WORK ORDER 1
Decide whether each statement agrees with the article on the web's future: (a) the panel of web-users came from a single country; (b) one writer wants high-speed coverage to be as common as electricity; (c) webcams are described as largely unsuccessful for medical staff. Answer yes or no for each and quote the deciding words from the article.
WORK ORDER 2
Extract the part of the article on the web's future that starts at the words "We need to move" and ends after the words "world with them.", keeping every word unchanged.

DOCUMENT TEXT
Start of Block
There are now 882 million people around the world online reading more than 100 million websites, and with each website offering potentially millions of pages of content.

To mark the birthday we've drawn together a panel of web-users from across the world, to give us their thoughts on the birth, the worst, and the future of the web.

Though the internet has different pre-fixes to denote the various countries of the world I would like to see a more interactive and inclusive internet with high speeds especially for developing countries in Africa and Asia.

Webcams have been largely successful and made great use of by medical staff, video conference and by families communicating remotely. In Africa we can develop this to promote teacher-less classes in rural areas that staff may shun due to poor conditions of service.

We need to move in tandem with the world. The super powers have excelled so much with science and technology and need to tag the rest of the world with them.

High-speed coverage should be as common as electricity and radio waves. After all, one doesn't have to go to a "radio cafe" to listen to the radio!

Most people nowadays can barely remember how we got information before the web, and I think this access would greatly improve with world-wide, government-funded wireless networks.
End of Block
Point localization data
Start of Block
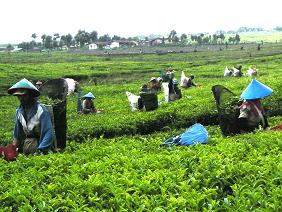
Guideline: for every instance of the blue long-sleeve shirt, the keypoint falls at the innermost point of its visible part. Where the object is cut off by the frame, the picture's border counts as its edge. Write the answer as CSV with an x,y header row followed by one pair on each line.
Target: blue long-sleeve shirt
x,y
36,123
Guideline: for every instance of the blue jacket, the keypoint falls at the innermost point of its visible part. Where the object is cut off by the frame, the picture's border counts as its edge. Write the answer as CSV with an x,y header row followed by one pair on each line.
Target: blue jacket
x,y
37,123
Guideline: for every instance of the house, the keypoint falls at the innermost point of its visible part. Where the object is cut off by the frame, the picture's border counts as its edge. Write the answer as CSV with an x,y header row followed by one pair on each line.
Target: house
x,y
114,44
92,46
156,41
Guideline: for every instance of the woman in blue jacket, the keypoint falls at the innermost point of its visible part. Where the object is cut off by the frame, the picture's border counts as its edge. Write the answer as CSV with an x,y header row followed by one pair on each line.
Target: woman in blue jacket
x,y
33,131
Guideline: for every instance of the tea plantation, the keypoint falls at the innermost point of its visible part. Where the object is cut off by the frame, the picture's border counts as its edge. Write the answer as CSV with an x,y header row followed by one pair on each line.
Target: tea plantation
x,y
114,162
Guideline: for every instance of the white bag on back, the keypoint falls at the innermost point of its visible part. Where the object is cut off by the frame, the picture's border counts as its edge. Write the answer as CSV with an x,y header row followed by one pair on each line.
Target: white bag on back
x,y
183,80
133,101
166,91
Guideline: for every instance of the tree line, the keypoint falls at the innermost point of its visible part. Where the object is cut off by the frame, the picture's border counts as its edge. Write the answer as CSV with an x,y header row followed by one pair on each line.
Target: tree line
x,y
83,38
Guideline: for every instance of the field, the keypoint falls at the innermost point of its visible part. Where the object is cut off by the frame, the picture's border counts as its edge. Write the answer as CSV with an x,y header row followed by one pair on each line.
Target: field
x,y
113,161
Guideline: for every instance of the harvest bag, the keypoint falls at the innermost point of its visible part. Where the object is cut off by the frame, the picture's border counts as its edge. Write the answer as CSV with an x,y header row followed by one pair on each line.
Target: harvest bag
x,y
196,134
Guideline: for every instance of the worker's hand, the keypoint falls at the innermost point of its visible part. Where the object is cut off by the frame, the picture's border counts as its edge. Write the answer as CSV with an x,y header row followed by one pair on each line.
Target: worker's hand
x,y
10,152
37,153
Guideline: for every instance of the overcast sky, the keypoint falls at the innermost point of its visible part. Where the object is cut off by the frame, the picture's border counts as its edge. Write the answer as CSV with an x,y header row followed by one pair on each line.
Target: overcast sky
x,y
126,18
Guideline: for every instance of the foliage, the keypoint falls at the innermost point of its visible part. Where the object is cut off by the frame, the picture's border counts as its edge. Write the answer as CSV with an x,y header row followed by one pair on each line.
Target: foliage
x,y
113,161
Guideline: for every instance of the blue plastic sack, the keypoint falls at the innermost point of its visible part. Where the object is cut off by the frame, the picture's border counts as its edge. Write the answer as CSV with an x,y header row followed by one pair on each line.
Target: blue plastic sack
x,y
195,134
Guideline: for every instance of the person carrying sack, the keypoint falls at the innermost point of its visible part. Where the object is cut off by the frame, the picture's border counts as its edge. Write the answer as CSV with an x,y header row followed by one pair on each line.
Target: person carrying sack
x,y
33,131
88,104
252,113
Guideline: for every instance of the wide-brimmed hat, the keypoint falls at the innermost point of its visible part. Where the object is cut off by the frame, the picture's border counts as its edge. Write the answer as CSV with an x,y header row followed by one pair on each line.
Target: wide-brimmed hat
x,y
153,79
38,83
23,87
175,81
256,90
89,95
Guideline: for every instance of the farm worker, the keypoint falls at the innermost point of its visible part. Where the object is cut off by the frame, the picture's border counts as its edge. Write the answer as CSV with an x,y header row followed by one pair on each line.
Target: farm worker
x,y
252,113
190,82
88,104
174,91
38,84
33,131
155,84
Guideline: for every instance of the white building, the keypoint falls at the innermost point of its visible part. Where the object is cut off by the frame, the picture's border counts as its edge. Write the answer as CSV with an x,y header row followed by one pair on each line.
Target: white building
x,y
92,46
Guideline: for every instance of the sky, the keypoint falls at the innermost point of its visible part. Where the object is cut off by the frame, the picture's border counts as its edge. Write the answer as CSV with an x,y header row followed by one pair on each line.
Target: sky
x,y
19,19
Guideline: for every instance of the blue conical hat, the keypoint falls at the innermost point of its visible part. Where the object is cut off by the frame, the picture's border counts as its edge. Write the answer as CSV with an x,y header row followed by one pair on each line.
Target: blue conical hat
x,y
256,90
24,84
89,95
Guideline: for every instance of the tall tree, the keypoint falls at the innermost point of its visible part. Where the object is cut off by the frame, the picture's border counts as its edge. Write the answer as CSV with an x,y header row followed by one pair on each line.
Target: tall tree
x,y
183,39
82,37
43,37
34,36
171,35
93,36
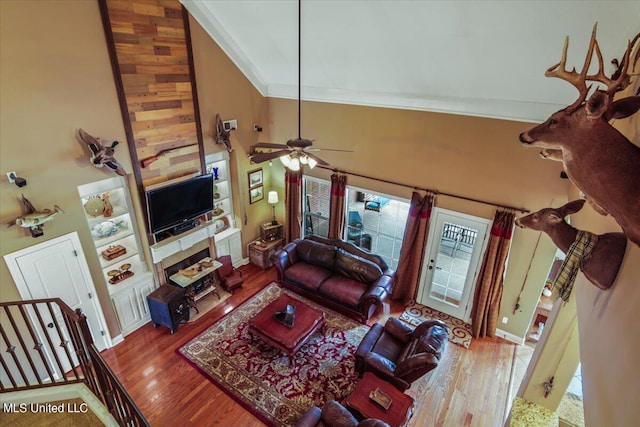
End of Block
TASK RESULT 1
(a) No: "a panel of web-users from across the world"
(b) Yes: "High-speed coverage should be as common as electricity and radio waves."
(c) No: "Webcams have been largely successful and made great use of by medical staff"

TASK RESULT 2
We need to move in tandem with the world. The super powers have excelled so much with science and technology and need to tag the rest of the world with them.